--- Start of Selected excerpt ---

Basis function

In mathematics, a basis function is an element of a particular basis for a function space. Every continuous function in the function space can be represented as a linear combination of basis functions, just as every vector in a vector space can be represented as a linear combination of basis vectors.

In numerical analysis and approximation theory, basis functions are also called blending functions, because of their use in interpolation: In this application, a mixture of the basis functions provides an interpolating function (with the "blend" depending on the evaluation of the basis functions at the data points).

Examples

Monomial basis for $C^{\omega }$

The monomial basis is given by

$\{x^{n}\mid n\in \mathbb {N} \}.$

This basis is used in amongst others Taylor series.

Monomial basis for Polynomials

The monomial basis also forms a basis for the polynomials. After all, every polynomial can be written as $a_{0}+a_{1}x^{1}+a_{2}x^{2}+\dots$ , which is a linear combination of monomials.

--- End of Selected excerpt ---
--- Start of Entries supplied ---

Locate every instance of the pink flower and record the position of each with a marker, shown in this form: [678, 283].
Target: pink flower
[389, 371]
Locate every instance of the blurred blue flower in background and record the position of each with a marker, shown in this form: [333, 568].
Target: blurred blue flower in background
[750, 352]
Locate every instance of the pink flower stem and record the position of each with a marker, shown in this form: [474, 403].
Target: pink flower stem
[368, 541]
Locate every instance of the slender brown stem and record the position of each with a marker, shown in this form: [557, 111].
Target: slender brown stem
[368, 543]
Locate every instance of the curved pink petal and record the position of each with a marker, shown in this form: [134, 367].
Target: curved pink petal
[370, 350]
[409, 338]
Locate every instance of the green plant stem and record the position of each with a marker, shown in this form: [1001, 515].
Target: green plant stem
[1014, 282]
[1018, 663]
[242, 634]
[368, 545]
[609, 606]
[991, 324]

--- End of Entries supplied ---
--- Start of Entries supplied ---

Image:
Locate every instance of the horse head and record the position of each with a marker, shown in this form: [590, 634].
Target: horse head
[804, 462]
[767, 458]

--- End of Entries supplied ---

■ **To-do list**
1 > In the basis function text, what other name do numerical analysis and approximation theory use for basis functions?
2 > Reproduce the passage from the basis function text above, starting at "Monomial basis for Polynomials" and ending at "combination of monomials.".

■ **Answers for the tasks**
1 > Blending functions.

2 >
Monomial basis for Polynomials

The monomial basis also forms a basis for the polynomials. After all, every polynomial can be written as $a_{0}+a_{1}x^{1}+a_{2}x^{2}+\dots$ , which is a linear combination of monomials.